Exercise prompt —
Each record must be repeated exactly as it stands.

*** Records for the exercise ***

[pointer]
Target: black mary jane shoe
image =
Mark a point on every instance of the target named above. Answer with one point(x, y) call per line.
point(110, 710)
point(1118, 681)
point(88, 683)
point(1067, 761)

*** End of Records for the exercise ***

Exercise answer —
[pointer]
Target: black mary jane shoe
image =
Mark a point on every instance of the target named above. Answer with one point(x, y) call per line.
point(110, 710)
point(1118, 681)
point(88, 683)
point(1067, 761)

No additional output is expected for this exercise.